▸ 给定任务
重写题解代码中的一段:从含有"#include <bits/stdc++.h>"的那行开始,到"int j, int k)"为止,并把其中的"maxn"一律换成"MAXN"。

题解:找出不共线的三点,可确定三条直线,依次枚举三条直线是否符合条件即可。
#include <bits/stdc++.h>
using namespace std;
const double EPS = 1e-8;
const int mod = 1e9 + 7;
const int INF = 0x3f3f3f3f;
const int maxn = 1e5 + 10;
int n;
long long x[maxn], y[maxn];
long long cross(int i, int j, int k)
{
long long dx1 = x[j] - x[i];
long long dy1 = y[j] - y[i];
long long dx2 = x[k] - x[i];
long long dy2 = y[k] - y[i];
return dx1 * dy2 - dy1 * dx2;
}
bool judge(int a, int b) //如不在直线ab上,则会产生新的直线cd,如不在则失败
{
int c = -1;
int d = -1;
for(int i = 0; i < n; i++){
if(cross(a, b, i) != 0){
if(c == -1) c = i;
else if(d == -1) d = i;
else if(cross(c, d, i) != 0) return false;
}
}
return true;
}
int main()

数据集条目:
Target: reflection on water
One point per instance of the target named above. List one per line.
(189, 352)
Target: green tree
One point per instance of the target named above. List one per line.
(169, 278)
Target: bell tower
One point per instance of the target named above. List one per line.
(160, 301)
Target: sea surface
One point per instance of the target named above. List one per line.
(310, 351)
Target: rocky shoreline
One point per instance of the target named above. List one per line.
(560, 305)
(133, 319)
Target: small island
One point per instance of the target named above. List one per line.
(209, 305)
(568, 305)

* * *

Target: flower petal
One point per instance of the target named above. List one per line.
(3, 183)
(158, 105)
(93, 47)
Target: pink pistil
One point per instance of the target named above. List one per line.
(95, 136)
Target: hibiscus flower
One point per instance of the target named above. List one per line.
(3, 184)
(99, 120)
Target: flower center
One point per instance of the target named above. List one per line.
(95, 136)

==

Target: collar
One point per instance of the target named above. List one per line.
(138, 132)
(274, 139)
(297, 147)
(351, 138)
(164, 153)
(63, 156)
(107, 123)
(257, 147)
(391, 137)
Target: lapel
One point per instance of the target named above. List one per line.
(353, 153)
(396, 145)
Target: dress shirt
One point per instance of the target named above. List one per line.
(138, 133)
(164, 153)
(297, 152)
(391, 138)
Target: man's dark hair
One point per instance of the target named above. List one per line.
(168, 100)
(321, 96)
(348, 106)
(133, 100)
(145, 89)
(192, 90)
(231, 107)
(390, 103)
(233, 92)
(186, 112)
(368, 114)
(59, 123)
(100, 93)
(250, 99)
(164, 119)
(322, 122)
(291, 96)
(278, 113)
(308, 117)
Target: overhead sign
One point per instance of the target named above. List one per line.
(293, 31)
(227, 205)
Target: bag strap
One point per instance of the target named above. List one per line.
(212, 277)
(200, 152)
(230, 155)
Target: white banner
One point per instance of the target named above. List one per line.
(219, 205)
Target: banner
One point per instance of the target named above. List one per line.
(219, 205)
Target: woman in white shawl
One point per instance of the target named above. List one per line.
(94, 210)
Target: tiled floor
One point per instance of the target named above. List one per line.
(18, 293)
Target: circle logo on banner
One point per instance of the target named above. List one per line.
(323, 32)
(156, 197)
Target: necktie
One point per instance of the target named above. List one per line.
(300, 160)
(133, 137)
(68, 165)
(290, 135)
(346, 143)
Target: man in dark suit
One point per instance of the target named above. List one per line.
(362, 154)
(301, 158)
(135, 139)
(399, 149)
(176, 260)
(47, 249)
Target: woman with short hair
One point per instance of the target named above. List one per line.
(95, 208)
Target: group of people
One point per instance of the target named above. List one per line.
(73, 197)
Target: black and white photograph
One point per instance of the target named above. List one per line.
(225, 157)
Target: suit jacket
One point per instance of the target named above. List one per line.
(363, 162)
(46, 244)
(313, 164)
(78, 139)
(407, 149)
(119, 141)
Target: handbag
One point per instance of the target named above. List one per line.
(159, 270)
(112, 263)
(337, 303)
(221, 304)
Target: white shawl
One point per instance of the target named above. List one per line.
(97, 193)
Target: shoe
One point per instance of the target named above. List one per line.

▸ 练习解答
#include <bits/stdc++.h>
using namespace std;
const double EPS = 1e-8;
const int mod = 1e9 + 7;
const int INF = 0x3f3f3f3f;
const int MAXN = 1e5 + 10;
int n;
long long x[MAXN], y[MAXN];
long long cross(int i, int j, int k)